─── Study material
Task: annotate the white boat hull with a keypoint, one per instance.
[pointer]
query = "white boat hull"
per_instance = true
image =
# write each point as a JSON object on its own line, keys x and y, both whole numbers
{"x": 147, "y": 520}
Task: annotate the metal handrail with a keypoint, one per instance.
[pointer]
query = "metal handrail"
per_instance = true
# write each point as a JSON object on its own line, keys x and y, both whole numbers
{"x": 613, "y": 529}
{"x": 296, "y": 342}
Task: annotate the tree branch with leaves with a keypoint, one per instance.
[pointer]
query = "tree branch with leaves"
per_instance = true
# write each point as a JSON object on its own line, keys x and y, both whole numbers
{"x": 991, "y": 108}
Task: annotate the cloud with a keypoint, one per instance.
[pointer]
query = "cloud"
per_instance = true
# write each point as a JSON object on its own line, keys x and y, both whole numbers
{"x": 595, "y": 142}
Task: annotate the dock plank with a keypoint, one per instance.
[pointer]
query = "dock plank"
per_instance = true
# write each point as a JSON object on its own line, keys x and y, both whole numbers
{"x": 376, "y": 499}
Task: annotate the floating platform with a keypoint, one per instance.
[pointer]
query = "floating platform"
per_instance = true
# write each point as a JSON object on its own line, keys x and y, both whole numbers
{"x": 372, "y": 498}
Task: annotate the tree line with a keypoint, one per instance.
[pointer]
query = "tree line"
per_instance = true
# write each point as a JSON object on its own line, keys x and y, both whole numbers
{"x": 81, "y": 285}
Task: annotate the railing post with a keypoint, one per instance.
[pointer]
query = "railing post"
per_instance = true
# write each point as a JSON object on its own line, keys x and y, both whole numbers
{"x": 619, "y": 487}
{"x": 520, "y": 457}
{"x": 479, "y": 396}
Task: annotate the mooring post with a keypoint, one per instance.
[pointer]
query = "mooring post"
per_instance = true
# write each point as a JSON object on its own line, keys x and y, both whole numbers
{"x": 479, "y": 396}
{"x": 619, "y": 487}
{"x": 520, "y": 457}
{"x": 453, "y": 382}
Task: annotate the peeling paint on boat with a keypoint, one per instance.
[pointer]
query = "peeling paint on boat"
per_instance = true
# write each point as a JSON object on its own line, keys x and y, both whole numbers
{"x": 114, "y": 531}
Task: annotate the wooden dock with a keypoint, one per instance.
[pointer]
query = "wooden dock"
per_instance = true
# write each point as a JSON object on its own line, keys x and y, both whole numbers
──────
*Work instructions*. Go through the listing above and copy each line in which the string "plank" is found.

*Answer to this problem*.
Task: annotate the dock plank with a keypoint, one per instance.
query = "dock plank"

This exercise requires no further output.